◆ **DATASET**:
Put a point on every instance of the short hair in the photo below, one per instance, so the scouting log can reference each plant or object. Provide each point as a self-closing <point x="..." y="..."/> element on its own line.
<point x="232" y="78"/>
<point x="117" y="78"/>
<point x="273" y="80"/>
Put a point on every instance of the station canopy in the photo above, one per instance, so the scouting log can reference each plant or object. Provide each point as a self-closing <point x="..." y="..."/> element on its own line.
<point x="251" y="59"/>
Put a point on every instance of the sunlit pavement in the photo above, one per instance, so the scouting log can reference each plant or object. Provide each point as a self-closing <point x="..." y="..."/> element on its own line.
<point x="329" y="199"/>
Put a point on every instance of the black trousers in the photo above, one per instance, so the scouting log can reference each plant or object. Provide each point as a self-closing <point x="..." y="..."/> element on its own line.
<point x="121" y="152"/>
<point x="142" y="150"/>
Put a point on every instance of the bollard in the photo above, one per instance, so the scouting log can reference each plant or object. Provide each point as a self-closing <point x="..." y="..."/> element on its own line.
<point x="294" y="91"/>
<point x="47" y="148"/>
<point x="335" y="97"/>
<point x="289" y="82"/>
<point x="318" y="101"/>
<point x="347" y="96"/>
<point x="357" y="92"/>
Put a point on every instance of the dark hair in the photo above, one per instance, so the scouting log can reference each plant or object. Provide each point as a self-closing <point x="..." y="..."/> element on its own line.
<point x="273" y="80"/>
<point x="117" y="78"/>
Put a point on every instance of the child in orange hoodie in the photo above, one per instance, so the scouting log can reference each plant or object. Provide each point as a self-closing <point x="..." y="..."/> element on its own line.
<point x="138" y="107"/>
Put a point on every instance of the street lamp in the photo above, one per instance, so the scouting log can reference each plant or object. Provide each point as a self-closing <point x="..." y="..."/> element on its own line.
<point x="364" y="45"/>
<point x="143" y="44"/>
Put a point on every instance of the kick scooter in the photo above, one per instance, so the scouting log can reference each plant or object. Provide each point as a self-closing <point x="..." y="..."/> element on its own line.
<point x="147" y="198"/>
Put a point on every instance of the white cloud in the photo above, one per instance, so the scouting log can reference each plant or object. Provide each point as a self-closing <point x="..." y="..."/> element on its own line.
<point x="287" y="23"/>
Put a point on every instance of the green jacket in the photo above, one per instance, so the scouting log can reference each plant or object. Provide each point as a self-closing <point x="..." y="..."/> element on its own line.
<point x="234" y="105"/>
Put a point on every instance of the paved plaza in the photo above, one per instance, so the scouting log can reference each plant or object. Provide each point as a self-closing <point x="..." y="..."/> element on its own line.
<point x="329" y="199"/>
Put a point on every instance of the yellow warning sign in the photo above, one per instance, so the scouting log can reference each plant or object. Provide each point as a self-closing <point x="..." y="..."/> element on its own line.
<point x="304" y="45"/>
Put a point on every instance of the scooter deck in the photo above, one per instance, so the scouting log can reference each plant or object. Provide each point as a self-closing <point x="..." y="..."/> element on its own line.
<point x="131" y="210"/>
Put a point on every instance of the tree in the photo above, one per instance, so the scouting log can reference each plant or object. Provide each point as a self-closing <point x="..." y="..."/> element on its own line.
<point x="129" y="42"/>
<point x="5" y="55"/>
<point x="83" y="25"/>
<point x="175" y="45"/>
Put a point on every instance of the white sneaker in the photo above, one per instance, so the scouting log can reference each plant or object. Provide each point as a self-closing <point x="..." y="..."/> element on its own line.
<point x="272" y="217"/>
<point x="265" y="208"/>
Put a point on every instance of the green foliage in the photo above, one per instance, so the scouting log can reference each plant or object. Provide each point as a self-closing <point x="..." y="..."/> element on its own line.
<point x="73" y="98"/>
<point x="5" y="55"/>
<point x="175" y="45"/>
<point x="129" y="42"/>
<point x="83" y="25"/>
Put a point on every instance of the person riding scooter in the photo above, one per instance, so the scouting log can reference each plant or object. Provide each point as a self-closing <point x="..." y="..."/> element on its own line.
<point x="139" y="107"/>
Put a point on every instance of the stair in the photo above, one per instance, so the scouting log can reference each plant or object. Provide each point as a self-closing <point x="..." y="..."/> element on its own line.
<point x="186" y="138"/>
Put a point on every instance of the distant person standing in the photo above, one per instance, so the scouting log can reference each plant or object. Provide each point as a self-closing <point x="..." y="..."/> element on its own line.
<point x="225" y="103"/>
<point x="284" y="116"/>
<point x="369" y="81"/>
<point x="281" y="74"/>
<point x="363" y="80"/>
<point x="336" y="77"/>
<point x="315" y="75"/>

◆ **PROBLEM REQUIREMENTS**:
Could you reproduce the material from the line with "Put a point on every instance of the distant" up to and including the last line, replacing "scouting log" with "survey notes" and leaving everything else untouched?

◆ **COMPLETE RESPONSE**:
Put a point on every instance of the distant person standing in the photo above, one per instance, so the survey notes can reference each plant or object. Provide each point as a self-closing <point x="..." y="..."/> element on its own line.
<point x="225" y="103"/>
<point x="284" y="116"/>
<point x="369" y="81"/>
<point x="281" y="74"/>
<point x="363" y="80"/>
<point x="336" y="77"/>
<point x="315" y="75"/>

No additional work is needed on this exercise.